#### Excerpt
Tuesday, February 21,
2005
Section: Technology / Page: 1
DNA technique
for search tools
Julia Zhu
Harvard
researchers working on a 'meaningful' approach to Chinese
characters
Two Harvard
University genetics researchers hope to challenge mighty Google
and the mainland's Baidu for China's internet search market
using a software approach originally developed to understand
human genes.
The pair - Gary
Gao and his professor George Church - have launched
Beijing-based start-up YDCTech to develop the software.
The goal is to
replace 'keyword' search tools with more sophisticated
'semantic-based' tools, which YDC claims will yield faster and
more accurate results.
'We hope to
eventually displace Baidu and Google in the mainland market,
perhaps in five years,' said Charles Gao, chief executive at YDC
(and Gary Gao's elder brother).
YDC believes
the problem with keyword searches is that they take words out of
context and cannot deal with other semantic issues, such as
synonyms. This results in long lists of relevant and irrelevant
search results that internet users have to sift through to find
what they need.
The YDC
approach is different: it attempts to understand the Chinese
language in a 'bottom-up' manner. The software treats
ideographic characters as the basic units of the Chinese
language. Using statistical or combinatorial analysis - such as
scanning for how frequently certain characters appear in the
Chinese language, among other patterns - it can understand
vocabulary and, from there, syntax and semantics.
The approach
was used by researchers to understand human genes. The basic
characters of the DNA language are nucleotide bases adenine (A),
thymine (T), guanine (G) and cytosine (C).
YDC said its
search process was especially powerful for ideographic languages
that lacked a 'word boundary', the 'white spaces' that appear in
English.

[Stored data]
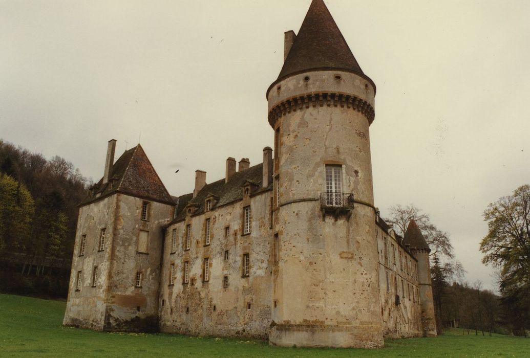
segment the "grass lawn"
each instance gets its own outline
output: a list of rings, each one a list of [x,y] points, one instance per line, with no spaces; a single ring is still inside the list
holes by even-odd
[[[0,294],[0,356],[530,356],[530,339],[462,335],[462,329],[435,338],[387,339],[379,350],[280,348],[261,341],[94,332],[61,326],[65,305]]]

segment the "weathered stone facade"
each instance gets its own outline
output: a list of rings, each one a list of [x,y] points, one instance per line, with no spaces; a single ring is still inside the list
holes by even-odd
[[[322,0],[285,40],[267,91],[273,159],[266,148],[236,172],[229,158],[210,184],[197,171],[178,198],[139,145],[107,160],[80,209],[65,325],[298,346],[436,334],[428,247],[374,206],[375,85]]]

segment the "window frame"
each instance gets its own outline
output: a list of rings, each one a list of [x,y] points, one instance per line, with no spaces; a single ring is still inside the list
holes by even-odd
[[[250,205],[248,205],[243,208],[243,234],[242,235],[250,235],[252,231],[251,225]]]
[[[142,211],[140,214],[140,218],[144,221],[149,221],[149,204],[148,201],[142,202]]]
[[[85,255],[85,251],[86,249],[86,235],[81,235],[81,241],[79,244],[79,256]]]
[[[98,244],[98,252],[105,250],[105,244],[107,241],[107,228],[103,228],[100,230],[99,241]]]
[[[250,255],[246,253],[243,254],[243,270],[241,277],[249,277],[250,275]]]
[[[173,229],[171,231],[171,252],[174,254],[176,252],[176,229]]]
[[[210,245],[210,231],[211,226],[211,221],[210,218],[208,218],[204,222],[204,246]]]

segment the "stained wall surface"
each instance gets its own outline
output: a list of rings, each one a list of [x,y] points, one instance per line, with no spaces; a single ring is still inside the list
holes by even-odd
[[[214,202],[211,210],[196,216],[190,207],[191,212],[185,220],[167,228],[160,298],[162,332],[268,338],[271,303],[271,195],[270,190],[256,195],[251,192],[242,200],[218,208]],[[243,208],[249,205],[251,232],[245,235]],[[210,243],[207,244],[208,219]],[[191,245],[187,249],[188,225]],[[172,252],[173,230],[178,239]],[[250,260],[247,276],[243,274],[245,254]],[[207,281],[204,276],[205,258],[208,259]],[[187,282],[184,262],[189,263]]]

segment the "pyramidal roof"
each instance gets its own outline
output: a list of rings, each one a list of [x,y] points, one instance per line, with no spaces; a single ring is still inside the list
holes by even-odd
[[[404,244],[410,245],[411,249],[426,249],[430,250],[425,238],[421,234],[420,228],[418,227],[418,225],[413,220],[410,220],[409,222],[409,227],[405,231],[405,236],[403,239],[403,243]]]
[[[278,79],[317,69],[364,74],[323,0],[311,3]]]
[[[162,203],[174,203],[139,144],[126,150],[116,160],[107,183],[103,184],[102,178],[91,190],[92,195],[83,201],[82,205],[116,192]]]

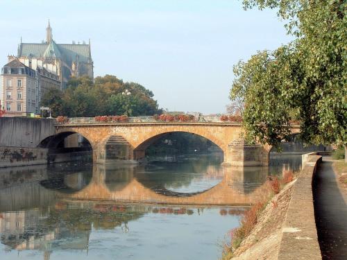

#### Using the information
1 > In the article on YDC's search software, what does the software treat as the basic units of the Chinese language?
2 > Extend the article on YDC's search software past its last sentence.
None of the stored data is needed here.

#### Answers given
1 > Ideographic characters.

2 >
All this,
however, is merely theoretical.
Baidu already
has an established business and received investment from Google.
YDC is at least a year away from developing a working product,
and is still in the fund-raising stage.
The company has
raised just US$70,000 from friends and family.
'A friend who
is a Chinese restaurant owner in Tennessee invested US$50,000.
That helped us a lot,' Gary Gao said.
Charles Gao
said YDC was in final discussions with three venture capital
companies and aimed to raise up to US$3 million over the next
few months.
Adam
Bornstein of Ymer Capital Partners Asia said it was considering
backing YDC because its technology was 'much, much better than
the search engines we use'.
Nevertheless, he estimated it would take a war chest of as much
as US$20 million to compete with Baidu and Google and establish
a brand.
Mr Bornstein
said YDC should develop a business model that would not pit it
directly against Google and Baidu. 'YDCTech will most likely not
go head to head ... but rather focus its attention on becoming
'best of breed' in specific verticals,' he said.
Instead of
competing for advertising dollars, YDC could license its
technology to major portals or multinationals. A vertical
business model will see it focus on specific segments, such as
business and finance-related news, blogs and health-care
databases.
Without a
working product, YDC does not even register on the radars of
rivals. Baidu marketing director Bi Sheng said: 'There are five
to six companies on the mainland that have announced plans to
develop their own search engine technologies, but so far only
Baidu has its own technology.'
He also does
not see a threat from semantic-based search technology. 'Our
users have never asked for semantic search services before. And
it takes several years for a search engine company to grow up,'
he said.
YDC
nevertheless remained optimistic for semantic-based services,
with a beta launch planned within six months. Gary Gao said MIT
and Stanford were working on similar projects, but YDCTech had a
lead of six to nine months.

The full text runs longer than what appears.